> **INSTRUCTION**: Copy out, word for word, everything from the start of the records down to the line that contains "note: each ring", including that line.

> **RECORDS PROVIDED**:
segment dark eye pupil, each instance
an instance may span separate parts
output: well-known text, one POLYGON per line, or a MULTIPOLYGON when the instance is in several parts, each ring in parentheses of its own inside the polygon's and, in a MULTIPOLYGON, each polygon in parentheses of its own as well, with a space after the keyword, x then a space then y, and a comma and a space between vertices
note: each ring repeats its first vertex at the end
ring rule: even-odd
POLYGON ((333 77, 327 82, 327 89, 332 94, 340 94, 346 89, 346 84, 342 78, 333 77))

> **EXERCISE RESPONSE**:
segment dark eye pupil, each instance
an instance may span separate parts
output: well-known text, one POLYGON per line, or a MULTIPOLYGON when the instance is in several parts, each ring in parentheses of its own inside the polygon's and, in a MULTIPOLYGON, each polygon in parentheses of its own as well, with a space after the keyword, x then a space then y, and a comma and a space between vertices
note: each ring repeats its first vertex at the end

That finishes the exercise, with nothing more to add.